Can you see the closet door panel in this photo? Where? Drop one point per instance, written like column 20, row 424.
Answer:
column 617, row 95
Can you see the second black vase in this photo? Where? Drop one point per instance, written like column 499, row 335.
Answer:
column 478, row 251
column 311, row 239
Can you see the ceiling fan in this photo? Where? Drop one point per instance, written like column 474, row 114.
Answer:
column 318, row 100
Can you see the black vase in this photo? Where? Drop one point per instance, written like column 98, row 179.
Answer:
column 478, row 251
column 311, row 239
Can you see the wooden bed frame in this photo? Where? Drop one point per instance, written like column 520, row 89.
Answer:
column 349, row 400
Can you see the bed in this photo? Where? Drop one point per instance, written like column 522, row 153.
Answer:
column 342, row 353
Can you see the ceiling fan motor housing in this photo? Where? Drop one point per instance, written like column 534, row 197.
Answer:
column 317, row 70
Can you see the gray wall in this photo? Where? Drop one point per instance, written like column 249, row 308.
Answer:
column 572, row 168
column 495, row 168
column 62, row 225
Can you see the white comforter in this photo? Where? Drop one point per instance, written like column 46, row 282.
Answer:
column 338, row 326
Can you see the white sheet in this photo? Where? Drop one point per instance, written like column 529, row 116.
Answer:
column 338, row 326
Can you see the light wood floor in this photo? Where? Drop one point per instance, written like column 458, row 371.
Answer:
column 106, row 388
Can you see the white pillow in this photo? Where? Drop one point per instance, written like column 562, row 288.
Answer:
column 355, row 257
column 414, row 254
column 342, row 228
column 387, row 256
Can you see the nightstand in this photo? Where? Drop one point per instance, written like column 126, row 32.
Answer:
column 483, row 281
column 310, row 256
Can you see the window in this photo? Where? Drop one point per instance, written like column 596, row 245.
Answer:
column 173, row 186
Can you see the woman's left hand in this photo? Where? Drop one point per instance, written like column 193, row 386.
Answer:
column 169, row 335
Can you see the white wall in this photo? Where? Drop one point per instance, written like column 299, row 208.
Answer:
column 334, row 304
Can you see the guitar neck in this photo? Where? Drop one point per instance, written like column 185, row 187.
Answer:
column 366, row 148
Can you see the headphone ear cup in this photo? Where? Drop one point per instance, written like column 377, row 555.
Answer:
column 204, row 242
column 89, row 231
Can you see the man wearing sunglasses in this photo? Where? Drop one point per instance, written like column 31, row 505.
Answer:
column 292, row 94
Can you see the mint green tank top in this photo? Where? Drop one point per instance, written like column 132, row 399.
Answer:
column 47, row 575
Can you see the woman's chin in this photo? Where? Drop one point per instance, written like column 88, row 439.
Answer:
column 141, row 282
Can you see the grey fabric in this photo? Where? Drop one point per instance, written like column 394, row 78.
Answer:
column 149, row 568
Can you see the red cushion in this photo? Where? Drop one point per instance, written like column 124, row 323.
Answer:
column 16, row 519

----

### Exercise objective:
Quote the records above exactly, from the first line through the line containing "Can you see the black", and nothing more.

### Output of the task:
Can you see the closet door panel in this photo? Where? Drop one point per instance, written like column 20, row 424.
Answer:
column 617, row 95
Can you see the second black vase in this photo? Where? Drop one point per instance, written like column 499, row 335.
Answer:
column 478, row 251
column 311, row 239
Can you see the ceiling fan in this photo? Where? Drop one point per instance, written like column 474, row 114.
Answer:
column 318, row 100
Can you see the black vase in this photo? Where? Drop one point per instance, written like column 98, row 179.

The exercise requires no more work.